Stored data:
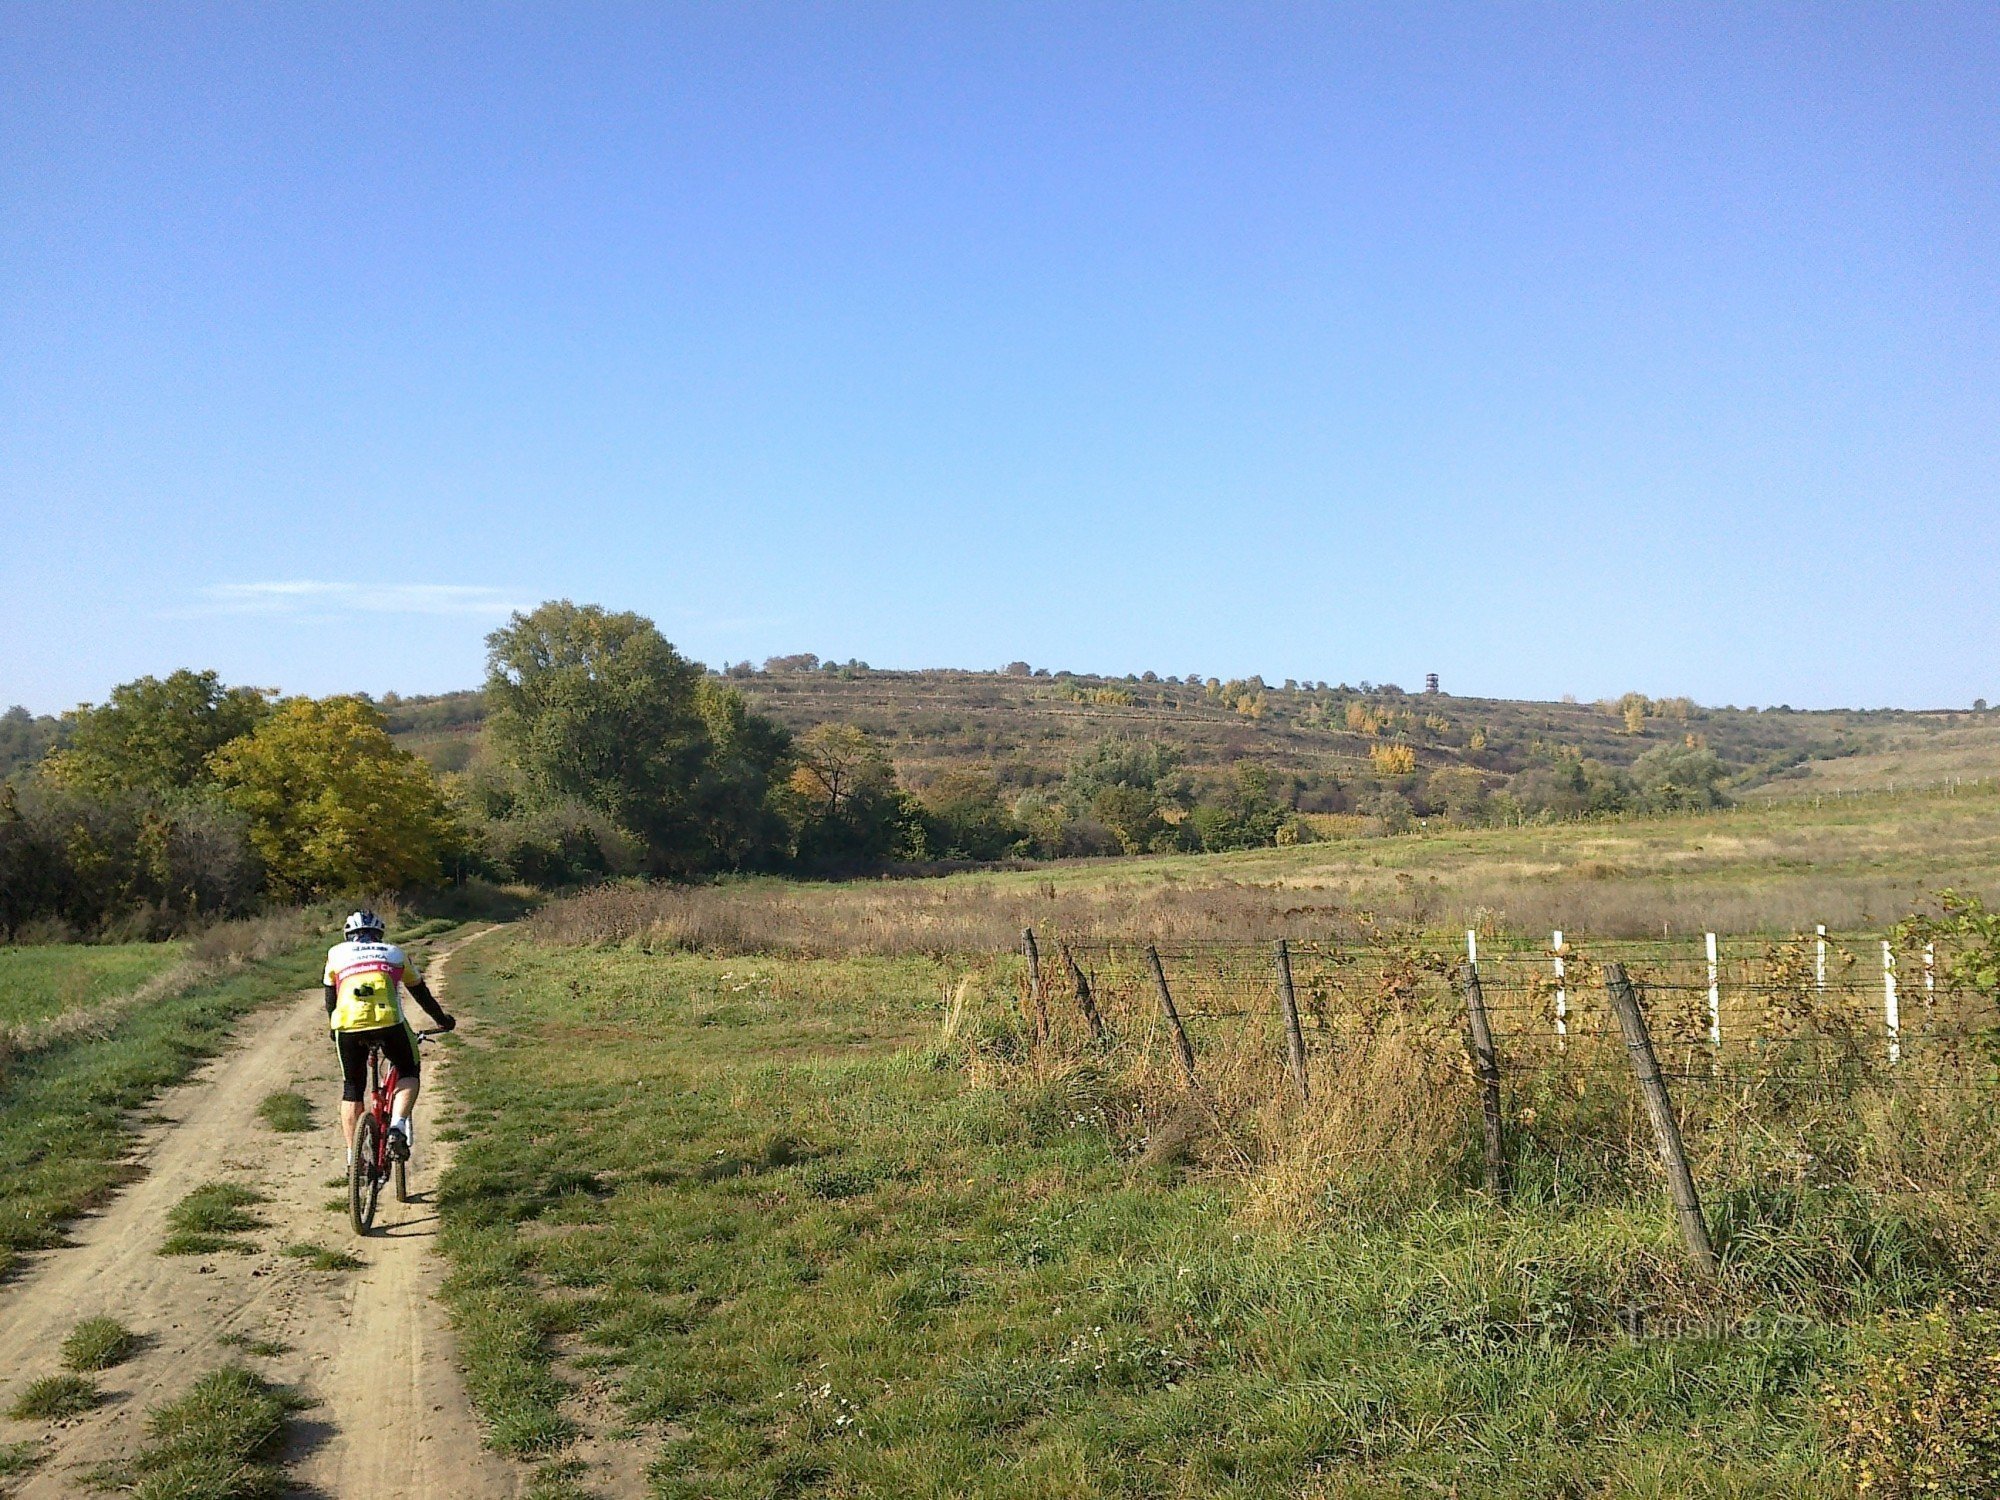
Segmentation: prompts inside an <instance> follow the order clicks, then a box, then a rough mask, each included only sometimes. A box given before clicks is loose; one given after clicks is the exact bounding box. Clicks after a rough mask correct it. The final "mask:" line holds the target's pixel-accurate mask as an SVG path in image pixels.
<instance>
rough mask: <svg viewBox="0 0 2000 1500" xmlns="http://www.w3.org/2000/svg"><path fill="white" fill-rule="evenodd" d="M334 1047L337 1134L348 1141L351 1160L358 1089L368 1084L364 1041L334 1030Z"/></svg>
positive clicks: (361, 1110) (361, 1099)
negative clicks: (341, 1134)
mask: <svg viewBox="0 0 2000 1500" xmlns="http://www.w3.org/2000/svg"><path fill="white" fill-rule="evenodd" d="M334 1050H336V1052H338V1054H340V1134H342V1138H344V1140H346V1144H348V1162H352V1160H354V1126H358V1124H360V1118H362V1092H364V1090H366V1084H368V1044H366V1042H358V1040H354V1034H352V1032H336V1034H334Z"/></svg>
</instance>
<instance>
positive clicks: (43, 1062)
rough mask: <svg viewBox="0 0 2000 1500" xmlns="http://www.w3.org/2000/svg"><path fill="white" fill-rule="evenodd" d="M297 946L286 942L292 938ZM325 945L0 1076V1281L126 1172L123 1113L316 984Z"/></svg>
mask: <svg viewBox="0 0 2000 1500" xmlns="http://www.w3.org/2000/svg"><path fill="white" fill-rule="evenodd" d="M294 942H296V938H294ZM322 960H324V944H318V942H308V944H306V946H294V948H290V950H284V952H278V954H270V956H264V958H252V960H248V962H244V964H242V966H240V968H234V970H232V972H228V974H218V976H214V978H210V980H208V982H206V984H196V986H192V988H188V990H184V992H176V994H168V996H164V998H160V1000H156V1002H152V1004H146V1006H138V1008H134V1010H130V1012H124V1014H120V1016H118V1018H116V1020H114V1022H112V1024H110V1028H108V1032H104V1034H98V1032H86V1034H78V1036H66V1038H62V1040H56V1042H52V1044H50V1046H42V1048H38V1050H34V1052H28V1054H22V1056H14V1058H8V1060H6V1066H4V1070H0V1160H4V1162H8V1172H4V1174H0V1274H6V1270H8V1268H10V1266H12V1264H14V1260H16V1258H18V1256H20V1252H24V1250H36V1248H44V1246H52V1244H60V1242H62V1226H64V1224H66V1222H68V1220H70V1218H74V1216H76V1214H80V1212H82V1210H86V1208H90V1204H94V1202H98V1200H100V1198H102V1196H104V1194H108V1192H112V1190H114V1188H116V1186H118V1184H120V1182H124V1180H126V1174H128V1172H130V1168H128V1166H126V1164H124V1160H122V1158H124V1154H126V1148H128V1144H130V1138H132V1130H134V1116H132V1112H134V1110H138V1108H140V1106H144V1104H146V1102H148V1100H152V1098H154V1096H156V1094H158V1092H160V1090H162V1088H168V1086H172V1084H176V1082H180V1080H182V1078H186V1076H188V1074H190V1072H192V1070H194V1068H196V1064H200V1062H202V1060H204V1058H210V1056H214V1054H216V1052H218V1050H220V1048H222V1046H224V1042H226V1040H228V1036H230V1030H232V1028H234V1024H236V1022H238V1020H240V1018H242V1016H244V1014H248V1012H250V1010H254V1008H256V1006H260V1004H266V1002H268V1000H272V998H276V996H282V994H290V992H294V990H300V988H304V986H308V984H312V982H314V980H316V978H318V976H320V964H322Z"/></svg>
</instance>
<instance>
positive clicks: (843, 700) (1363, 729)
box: [384, 658, 2000, 796]
mask: <svg viewBox="0 0 2000 1500" xmlns="http://www.w3.org/2000/svg"><path fill="white" fill-rule="evenodd" d="M806 660H810V658H806ZM726 678H728V682H730V684H732V686H734V688H738V690H740V692H742V694H744V696H746V698H748V700H750V704H752V706H754V708H756V710H760V712H764V714H770V716H772V718H776V720H778V722H782V724H786V726H788V728H794V730H804V728H810V726H812V724H820V722H826V720H840V722H850V724H858V726H860V728H864V730H866V732H868V734H872V736H876V738H878V740H880V742H882V744H884V746H886V748H888V752H890V756H892V758H894V762H896V768H898V772H900V774H902V778H904V780H906V782H908V784H912V786H918V788H922V786H926V784H928V782H930V780H932V778H936V776H938V774H940V772H942V770H946V768H952V766H964V764H982V766H990V768H994V770H998V774H1000V780H1002V784H1014V786H1036V784H1042V782H1050V780H1054V778H1056V776H1060V774H1062V768H1064V764H1066V762H1068V760H1070V758H1072V756H1074V754H1078V752H1080V750H1084V748H1086V746H1090V744H1094V742H1098V740H1104V738H1132V740H1158V742H1164V744H1172V746H1178V748H1180V750H1182V752H1184V756H1186V764H1188V766H1190V768H1228V766H1234V764H1236V762H1244V760H1250V762H1258V764H1262V766H1266V768H1270V770H1272V772H1286V774H1290V776H1294V778H1300V780H1306V782H1312V780H1320V778H1344V780H1354V778H1366V776H1372V774H1376V772H1380V770H1382V750H1384V748H1386V746H1408V752H1410V758H1412V760H1414V768H1416V772H1418V774H1422V772H1426V770H1436V768H1442V766H1470V768H1474V770H1478V772H1480V774H1482V776H1486V778H1490V780H1494V782H1500V780H1504V778H1508V776H1512V774H1516V772H1520V770H1522V768H1526V766H1530V764H1534V762H1536V760H1538V758H1548V756H1552V754H1570V756H1586V758H1592V760H1600V762H1604V764H1608V766H1630V764H1632V762H1634V760H1638V756H1642V754H1646V752H1648V750H1654V748H1658V746H1664V744H1684V742H1688V740H1690V738H1694V740H1696V742H1700V744H1706V746H1708V748H1712V750H1714V752H1716V754H1718V756H1720V758H1722V760H1724V762H1726V764H1728V766H1730V770H1732V782H1734V788H1736V790H1752V788H1766V790H1764V792H1762V794H1766V796H1768V794H1780V792H1784V790H1792V788H1794V786H1796V788H1798V790H1808V788H1812V790H1818V788H1822V786H1824V788H1840V790H1860V788H1868V786H1874V784H1878V782H1880V784H1886V782H1888V780H1892V778H1894V776H1896V774H1898V768H1900V774H1902V778H1904V784H1922V782H1924V780H1948V778H1976V776H1992V774H2000V712H1948V710H1938V712H1916V710H1792V708H1784V706H1780V708H1764V710H1754V708H1708V706H1700V704H1694V702H1690V700H1686V698H1668V700H1652V698H1642V696H1640V694H1628V696H1626V698H1622V700H1616V702H1590V704H1580V702H1528V700H1510V698H1466V696H1456V694H1446V692H1438V694H1432V692H1406V690H1402V688H1398V686H1380V684H1358V686H1346V684H1342V686H1328V684H1298V682H1290V684H1284V682H1280V684H1268V682H1260V680H1256V678H1252V680H1238V682H1216V680H1202V682H1196V680H1172V678H1164V680H1156V678H1146V676H1124V678H1108V676H1082V674H1042V672H1034V674H1030V672H1020V670H1012V672H962V670H926V672H884V670H874V668H866V666H858V664H848V666H834V664H828V666H806V668H788V670H750V668H746V666H734V668H730V670H728V672H726ZM384 710H386V712H388V716H390V724H392V730H394V732H396V734H398V736H400V738H402V742H404V744H408V746H410V748H412V750H416V752H418V754H424V756H426V758H428V760H432V764H438V766H440V768H446V770H450V768H456V766H460V764H464V762H466V758H470V754H472V746H474V740H476V736H478V730H480V724H482V720H484V704H482V696H480V694H478V692H476V690H474V692H456V694H444V696H436V698H400V700H388V702H384Z"/></svg>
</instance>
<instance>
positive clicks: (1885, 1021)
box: [1882, 938, 1902, 1066]
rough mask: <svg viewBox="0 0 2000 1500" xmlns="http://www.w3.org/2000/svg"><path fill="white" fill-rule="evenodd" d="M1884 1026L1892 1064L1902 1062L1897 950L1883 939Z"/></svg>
mask: <svg viewBox="0 0 2000 1500" xmlns="http://www.w3.org/2000/svg"><path fill="white" fill-rule="evenodd" d="M1882 1026H1884V1028H1886V1030H1888V1060H1890V1066H1894V1064H1898V1062H1902V1008H1900V1006H1898V1004H1896V950H1894V948H1890V946H1888V940H1886V938H1884V940H1882Z"/></svg>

_DESCRIPTION OF THE TASK:_ In the data above, find each line where the string "positive" appears, then copy it.

_ANSWER SPACE:_
positive clicks: (361, 1110) (361, 1099)
positive clicks: (43, 1062)
positive clicks: (843, 700) (1363, 729)
positive clicks: (1885, 1021)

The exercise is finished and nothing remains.